#### EXTRAIT DU DOCUMENT ####
13 janvier 2015

[Paix Liturgique] Le dialogue entre fidèles de différentes sensibilités catholiques. Chiche! Car voilà ce que nous désirons

SOURCE - Paix Liturgique - Lettre 472 - 13 janvier 2015

La lecture attentive du livre Qui sont les cathos aujourd’hui ?, enquête sociologique auprès des catholiques français menée de 2010 à début 2013 par l’association Confrontations (1) et présentée par Yann Raison du Cleuziou chez Desclée de Brouwer, nous inspire quelques réflexions et un vœu pour l’Église de France en ce début d’année.

I – UN OUVRAGE SCIENTIFIQUE, MÊME SI...

Fruit de trois années d’enquête (de 2010 à 2013) auprès de 177 catholiques, l’ouvrage de Yann Raison du Cleuziou, universitaire et chercheur bordelais, est avant tout une contribution scientifique à la sociologie des catholiques français de ce début de troisième millénaire.

Dans sa première partie, il dresse les portraits de 12 catholiques typiques, « du plus éloigné de l’Église au plus traditionaliste » ; puis, dans sa seconde partie, il analyse le rapport des enquêtés avec l’institution ecclésiastique, leur niveau d’engagement dans la foi et leur vision de l’avenir de l’Église.
#### DONNÉES À TRAITER ####
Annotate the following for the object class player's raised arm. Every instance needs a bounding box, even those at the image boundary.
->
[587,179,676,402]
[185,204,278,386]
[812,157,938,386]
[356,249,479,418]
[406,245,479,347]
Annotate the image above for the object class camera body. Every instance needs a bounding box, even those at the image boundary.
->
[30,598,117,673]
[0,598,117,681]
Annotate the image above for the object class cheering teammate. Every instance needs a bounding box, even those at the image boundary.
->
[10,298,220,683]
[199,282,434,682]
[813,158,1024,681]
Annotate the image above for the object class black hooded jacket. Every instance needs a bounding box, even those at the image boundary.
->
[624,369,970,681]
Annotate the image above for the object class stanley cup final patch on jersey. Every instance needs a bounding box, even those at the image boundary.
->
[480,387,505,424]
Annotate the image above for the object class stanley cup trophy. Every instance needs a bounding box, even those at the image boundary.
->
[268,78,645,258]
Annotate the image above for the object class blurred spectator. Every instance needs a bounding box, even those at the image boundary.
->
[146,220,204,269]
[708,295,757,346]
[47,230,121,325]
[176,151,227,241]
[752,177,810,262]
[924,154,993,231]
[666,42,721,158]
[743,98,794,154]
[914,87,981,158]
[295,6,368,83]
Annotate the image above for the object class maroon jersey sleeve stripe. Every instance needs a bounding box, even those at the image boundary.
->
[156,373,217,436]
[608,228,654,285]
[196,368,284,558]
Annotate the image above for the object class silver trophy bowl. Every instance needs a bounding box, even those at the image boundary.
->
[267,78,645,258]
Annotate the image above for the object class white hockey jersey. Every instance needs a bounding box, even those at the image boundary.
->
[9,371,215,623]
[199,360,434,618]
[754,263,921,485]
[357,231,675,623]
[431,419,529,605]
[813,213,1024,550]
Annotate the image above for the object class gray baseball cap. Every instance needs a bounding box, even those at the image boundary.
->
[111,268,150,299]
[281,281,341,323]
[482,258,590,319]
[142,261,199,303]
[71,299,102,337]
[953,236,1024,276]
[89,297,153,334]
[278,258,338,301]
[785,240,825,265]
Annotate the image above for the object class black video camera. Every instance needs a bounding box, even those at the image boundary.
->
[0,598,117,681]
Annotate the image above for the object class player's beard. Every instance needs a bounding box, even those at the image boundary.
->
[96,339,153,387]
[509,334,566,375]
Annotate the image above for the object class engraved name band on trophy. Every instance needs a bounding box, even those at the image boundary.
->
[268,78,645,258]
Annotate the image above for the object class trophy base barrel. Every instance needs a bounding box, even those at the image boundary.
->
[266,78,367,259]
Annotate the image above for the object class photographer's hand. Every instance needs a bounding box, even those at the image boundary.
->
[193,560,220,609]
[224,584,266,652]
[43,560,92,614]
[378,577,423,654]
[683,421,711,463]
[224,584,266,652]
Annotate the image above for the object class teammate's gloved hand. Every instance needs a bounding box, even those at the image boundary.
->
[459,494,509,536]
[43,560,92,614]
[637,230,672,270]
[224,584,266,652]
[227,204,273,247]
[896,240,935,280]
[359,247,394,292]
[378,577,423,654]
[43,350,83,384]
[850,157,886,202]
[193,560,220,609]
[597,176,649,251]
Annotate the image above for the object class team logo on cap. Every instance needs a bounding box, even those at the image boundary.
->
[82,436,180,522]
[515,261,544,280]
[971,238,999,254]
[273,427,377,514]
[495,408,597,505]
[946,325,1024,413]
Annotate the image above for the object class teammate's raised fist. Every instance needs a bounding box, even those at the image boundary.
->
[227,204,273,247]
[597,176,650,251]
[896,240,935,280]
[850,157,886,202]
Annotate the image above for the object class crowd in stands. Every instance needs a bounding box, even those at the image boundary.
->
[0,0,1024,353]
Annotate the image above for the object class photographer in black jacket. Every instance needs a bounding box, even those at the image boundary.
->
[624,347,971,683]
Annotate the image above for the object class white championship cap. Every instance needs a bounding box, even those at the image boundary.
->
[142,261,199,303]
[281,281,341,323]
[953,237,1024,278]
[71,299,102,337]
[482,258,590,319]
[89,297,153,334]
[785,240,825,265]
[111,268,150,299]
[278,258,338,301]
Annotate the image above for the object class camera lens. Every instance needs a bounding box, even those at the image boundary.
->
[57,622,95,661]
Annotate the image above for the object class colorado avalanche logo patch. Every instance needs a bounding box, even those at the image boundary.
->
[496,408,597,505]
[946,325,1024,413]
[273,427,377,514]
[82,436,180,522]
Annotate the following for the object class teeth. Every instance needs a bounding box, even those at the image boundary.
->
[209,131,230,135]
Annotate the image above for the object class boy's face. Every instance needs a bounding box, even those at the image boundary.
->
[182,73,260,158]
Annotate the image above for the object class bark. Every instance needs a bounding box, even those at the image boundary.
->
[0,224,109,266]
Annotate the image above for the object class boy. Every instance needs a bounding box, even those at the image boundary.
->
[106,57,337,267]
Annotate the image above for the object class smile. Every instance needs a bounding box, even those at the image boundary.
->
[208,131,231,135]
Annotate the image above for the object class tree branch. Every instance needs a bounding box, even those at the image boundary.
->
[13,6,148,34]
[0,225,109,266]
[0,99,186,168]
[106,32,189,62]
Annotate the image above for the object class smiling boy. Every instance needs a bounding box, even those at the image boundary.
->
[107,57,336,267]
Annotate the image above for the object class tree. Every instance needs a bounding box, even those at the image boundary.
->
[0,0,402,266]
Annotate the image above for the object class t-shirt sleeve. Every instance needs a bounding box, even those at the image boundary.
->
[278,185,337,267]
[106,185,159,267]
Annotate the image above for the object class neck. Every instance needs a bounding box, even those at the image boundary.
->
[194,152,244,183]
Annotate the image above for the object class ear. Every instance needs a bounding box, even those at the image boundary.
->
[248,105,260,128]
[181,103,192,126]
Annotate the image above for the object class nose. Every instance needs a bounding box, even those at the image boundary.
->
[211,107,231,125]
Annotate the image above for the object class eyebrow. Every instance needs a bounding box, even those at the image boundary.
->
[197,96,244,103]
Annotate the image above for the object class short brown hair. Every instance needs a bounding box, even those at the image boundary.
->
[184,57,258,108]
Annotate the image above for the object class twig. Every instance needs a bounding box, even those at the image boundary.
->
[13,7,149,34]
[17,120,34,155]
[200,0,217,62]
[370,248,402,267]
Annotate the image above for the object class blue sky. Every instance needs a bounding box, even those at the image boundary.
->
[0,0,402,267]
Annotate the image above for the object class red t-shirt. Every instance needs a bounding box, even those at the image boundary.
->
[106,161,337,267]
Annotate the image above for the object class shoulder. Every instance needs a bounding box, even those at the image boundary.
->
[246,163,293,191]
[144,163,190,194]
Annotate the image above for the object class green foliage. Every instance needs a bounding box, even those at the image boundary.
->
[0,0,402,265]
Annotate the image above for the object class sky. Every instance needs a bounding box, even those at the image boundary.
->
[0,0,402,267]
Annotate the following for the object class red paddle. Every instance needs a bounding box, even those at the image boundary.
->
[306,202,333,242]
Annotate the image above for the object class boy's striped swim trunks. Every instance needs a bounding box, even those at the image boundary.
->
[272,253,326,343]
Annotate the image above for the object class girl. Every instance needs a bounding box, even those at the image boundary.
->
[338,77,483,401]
####
TRAVAIL DEMANDÉ:
(1) Selon l'extrait sur l'enquête auprès des catholiques français, combien de catholiques ont été interrogés ?
(2) Recopiez fidèlement le passage des enregistrements qui va de leur début jusqu'à la ligne contenant « [813,213,1024,550] », cette ligne comprise.

RÉPONSES ATTENDUES:
(1) 177 catholiques.

(2)
Annotate the following for the object class player's raised arm. Every instance needs a bounding box, even those at the image boundary.
->
[587,179,676,402]
[185,204,278,386]
[812,157,938,386]
[356,249,479,418]
[406,245,479,347]
Annotate the image above for the object class camera body. Every instance needs a bounding box, even those at the image boundary.
->
[30,598,117,673]
[0,598,117,681]
Annotate the image above for the object class cheering teammate. Every instance needs a bounding box, even those at the image boundary.
->
[10,298,220,683]
[199,282,434,682]
[813,158,1024,681]
Annotate the image above for the object class black hooded jacket. Every instance needs a bounding box, even those at the image boundary.
->
[624,369,970,681]
Annotate the image above for the object class stanley cup final patch on jersey. Every instance needs a bounding box, even those at the image boundary.
->
[480,387,505,424]
Annotate the image above for the object class stanley cup trophy. Every instance needs a bounding box, even those at the image boundary.
->
[268,78,645,258]
Annotate the image above for the object class blurred spectator. Every instance needs a bounding box, even those at the image boundary.
->
[146,220,204,269]
[708,295,757,346]
[47,230,121,325]
[176,151,227,241]
[752,177,810,262]
[924,154,993,231]
[666,42,721,158]
[743,98,794,154]
[914,87,981,158]
[295,6,368,83]
Annotate the image above for the object class maroon jersey sleeve stripe. Every instance needs a bounding box, even those at the image boundary.
->
[156,373,217,436]
[608,228,654,285]
[196,368,284,558]
Annotate the image above for the object class silver trophy bowl. Every instance needs a bounding box, even those at the image boundary.
->
[267,78,645,258]
Annotate the image above for the object class white hockey jersey. Every instance needs a bounding box, even those at the image boundary.
->
[9,371,215,623]
[199,360,434,618]
[754,263,921,485]
[357,231,675,623]
[431,419,529,605]
[813,213,1024,550]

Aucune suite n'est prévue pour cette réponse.